Answer from the BAT Kenya article below, one per line:
(a) What period do the tax evasion allegations cover?
(b) Which KRA department's commissioner issued the statement to newsrooms?
(c) On what day did Crispin Achola refute the claims?

**** SELECTION

Eyes on BAT Kenya as taxman probes Sh3.6b discrepancy

British American Tobacco (BAT) Kenya might soon find itself in a hot soup, if the allegations of tax evasion practice amounting to Sh$28 million (Sh3.6 billion) for the period between 2017 and 2018 and inconsistencies in its books of accounts where some Sh9.6 billion are in question, are found to be true.
This comes after Kenya Revenue Authority (KRA) Commissioner for Domestic Taxes department, through a statement to newsrooms stated that they are currently reviewing the findings of the report before taking an appropriate action.
“KRA takes these allegations seriously and is committed to upholding the integrity of Kenya’s tax system. We are currently reviewing the findings of the report and will take appropriate action. Our mandate is to ensure that all corporations operating within Kenya comply fully with tax regulations, and any evidence of tax avoidance or evasion will be addressed with the utmost urgency,” the commissioner said.
BAT Managing Director Crispin Achola on Tuesday refuted the claims, saying the company complies with all the guiding principles and that the figures issued in the report are inaccurate and misleading.

********
**** SUPPLIED DATA

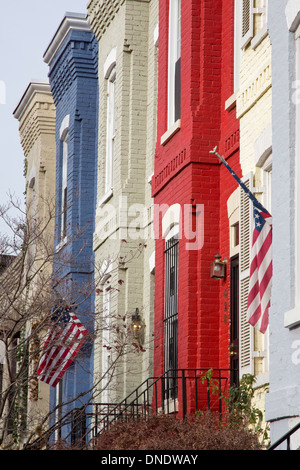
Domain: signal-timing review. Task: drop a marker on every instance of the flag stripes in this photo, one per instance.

********

**EXERCISE RESPONSE:**
(a) Between 2017 and 2018.
(b) The Domestic Taxes department.
(c) Tuesday.